Your instructions ->
Copy out, character for character, the rows from the line containing "of the blue" through the line containing "[[90, 102]]", both of those lines included.
START
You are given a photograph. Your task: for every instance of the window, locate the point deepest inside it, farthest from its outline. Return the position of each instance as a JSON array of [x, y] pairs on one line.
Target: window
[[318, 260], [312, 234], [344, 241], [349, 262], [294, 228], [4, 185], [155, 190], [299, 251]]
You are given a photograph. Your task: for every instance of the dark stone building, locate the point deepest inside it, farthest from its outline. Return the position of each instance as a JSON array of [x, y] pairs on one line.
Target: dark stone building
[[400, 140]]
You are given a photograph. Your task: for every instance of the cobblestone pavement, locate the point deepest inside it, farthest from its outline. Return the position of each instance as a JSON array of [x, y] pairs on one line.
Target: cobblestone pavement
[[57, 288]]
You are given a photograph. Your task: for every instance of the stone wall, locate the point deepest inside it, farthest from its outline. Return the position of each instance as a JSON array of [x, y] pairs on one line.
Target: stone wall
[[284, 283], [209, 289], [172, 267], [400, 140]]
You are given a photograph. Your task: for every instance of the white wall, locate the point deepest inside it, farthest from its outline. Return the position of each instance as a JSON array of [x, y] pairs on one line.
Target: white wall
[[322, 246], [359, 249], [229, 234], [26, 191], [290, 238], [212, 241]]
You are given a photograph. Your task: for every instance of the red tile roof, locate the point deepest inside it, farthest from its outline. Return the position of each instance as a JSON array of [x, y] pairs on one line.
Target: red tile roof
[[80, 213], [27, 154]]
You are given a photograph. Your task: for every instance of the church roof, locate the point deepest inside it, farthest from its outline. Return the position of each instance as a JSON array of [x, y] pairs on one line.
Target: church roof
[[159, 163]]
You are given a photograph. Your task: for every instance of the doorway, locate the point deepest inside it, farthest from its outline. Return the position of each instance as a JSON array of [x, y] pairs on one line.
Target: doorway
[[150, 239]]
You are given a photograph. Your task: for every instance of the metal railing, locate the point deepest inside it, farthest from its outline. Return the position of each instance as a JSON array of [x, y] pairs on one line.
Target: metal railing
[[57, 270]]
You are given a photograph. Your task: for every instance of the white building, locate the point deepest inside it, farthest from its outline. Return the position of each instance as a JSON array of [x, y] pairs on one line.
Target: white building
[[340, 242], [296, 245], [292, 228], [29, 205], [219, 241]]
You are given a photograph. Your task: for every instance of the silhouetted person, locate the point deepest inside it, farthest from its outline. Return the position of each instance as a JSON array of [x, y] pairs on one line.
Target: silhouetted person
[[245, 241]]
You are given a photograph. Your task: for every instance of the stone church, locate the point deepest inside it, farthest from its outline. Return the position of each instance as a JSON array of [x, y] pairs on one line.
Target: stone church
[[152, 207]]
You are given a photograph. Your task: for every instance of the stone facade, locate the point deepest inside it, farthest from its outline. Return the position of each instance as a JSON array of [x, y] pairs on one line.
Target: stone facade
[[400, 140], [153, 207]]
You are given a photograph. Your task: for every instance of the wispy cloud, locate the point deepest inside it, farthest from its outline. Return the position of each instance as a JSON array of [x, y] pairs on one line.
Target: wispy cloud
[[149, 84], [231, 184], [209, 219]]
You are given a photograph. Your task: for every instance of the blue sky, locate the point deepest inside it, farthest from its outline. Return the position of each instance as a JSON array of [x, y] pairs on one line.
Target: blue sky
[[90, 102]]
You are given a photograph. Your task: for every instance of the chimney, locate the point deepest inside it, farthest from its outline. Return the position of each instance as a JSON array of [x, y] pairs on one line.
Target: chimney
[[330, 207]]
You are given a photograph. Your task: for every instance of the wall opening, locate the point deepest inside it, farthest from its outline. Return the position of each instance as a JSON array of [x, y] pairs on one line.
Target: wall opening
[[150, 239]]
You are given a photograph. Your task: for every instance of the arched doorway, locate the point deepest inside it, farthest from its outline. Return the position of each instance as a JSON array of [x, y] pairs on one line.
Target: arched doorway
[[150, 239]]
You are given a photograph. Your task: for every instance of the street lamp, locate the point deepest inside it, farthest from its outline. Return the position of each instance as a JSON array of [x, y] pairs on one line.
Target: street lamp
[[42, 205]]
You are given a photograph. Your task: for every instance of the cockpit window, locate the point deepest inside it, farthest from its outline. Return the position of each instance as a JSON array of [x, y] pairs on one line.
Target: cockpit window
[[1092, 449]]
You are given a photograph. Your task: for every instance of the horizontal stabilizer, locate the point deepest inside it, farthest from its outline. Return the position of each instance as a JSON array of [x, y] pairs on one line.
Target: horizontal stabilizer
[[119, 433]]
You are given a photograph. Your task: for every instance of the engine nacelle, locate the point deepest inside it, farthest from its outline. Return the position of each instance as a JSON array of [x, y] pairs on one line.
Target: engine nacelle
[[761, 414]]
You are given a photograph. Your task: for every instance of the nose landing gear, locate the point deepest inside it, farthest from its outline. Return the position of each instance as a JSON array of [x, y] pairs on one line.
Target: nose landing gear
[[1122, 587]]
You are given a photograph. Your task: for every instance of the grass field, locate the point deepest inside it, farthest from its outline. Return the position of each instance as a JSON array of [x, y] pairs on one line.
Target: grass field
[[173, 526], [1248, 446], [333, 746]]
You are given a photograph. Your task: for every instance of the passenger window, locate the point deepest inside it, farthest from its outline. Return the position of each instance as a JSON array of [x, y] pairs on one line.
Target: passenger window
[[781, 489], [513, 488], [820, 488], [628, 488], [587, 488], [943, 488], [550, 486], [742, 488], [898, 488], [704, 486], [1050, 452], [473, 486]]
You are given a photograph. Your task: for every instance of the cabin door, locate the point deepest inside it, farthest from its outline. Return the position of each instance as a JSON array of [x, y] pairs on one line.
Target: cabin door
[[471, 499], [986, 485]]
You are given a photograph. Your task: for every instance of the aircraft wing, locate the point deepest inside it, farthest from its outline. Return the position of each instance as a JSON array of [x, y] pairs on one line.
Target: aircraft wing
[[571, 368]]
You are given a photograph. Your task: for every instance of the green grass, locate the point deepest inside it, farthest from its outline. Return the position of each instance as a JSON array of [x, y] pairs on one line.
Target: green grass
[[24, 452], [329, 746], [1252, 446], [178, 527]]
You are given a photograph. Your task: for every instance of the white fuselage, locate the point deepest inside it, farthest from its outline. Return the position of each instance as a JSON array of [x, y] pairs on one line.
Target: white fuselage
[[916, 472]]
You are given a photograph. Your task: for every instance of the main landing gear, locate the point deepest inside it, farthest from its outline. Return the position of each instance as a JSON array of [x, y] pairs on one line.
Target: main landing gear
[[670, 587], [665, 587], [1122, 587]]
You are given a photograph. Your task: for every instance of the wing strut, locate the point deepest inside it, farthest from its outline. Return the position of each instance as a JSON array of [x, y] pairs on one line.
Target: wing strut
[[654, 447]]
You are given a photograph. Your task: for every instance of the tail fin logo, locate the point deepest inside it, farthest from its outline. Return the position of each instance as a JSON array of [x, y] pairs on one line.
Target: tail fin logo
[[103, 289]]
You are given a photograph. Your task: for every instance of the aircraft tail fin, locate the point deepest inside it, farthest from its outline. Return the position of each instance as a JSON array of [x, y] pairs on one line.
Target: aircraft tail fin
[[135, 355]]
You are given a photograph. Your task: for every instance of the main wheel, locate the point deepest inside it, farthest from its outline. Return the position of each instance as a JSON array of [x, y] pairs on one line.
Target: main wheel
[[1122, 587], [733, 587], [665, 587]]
END
Response ->
You are given a photograph. Your task: for every instance of the blue sky, locate the point deepest inside it, farthest from its outline. Return the position of each instance as a JSON array of [x, y] pairs on one line.
Target: blue sky
[[90, 102]]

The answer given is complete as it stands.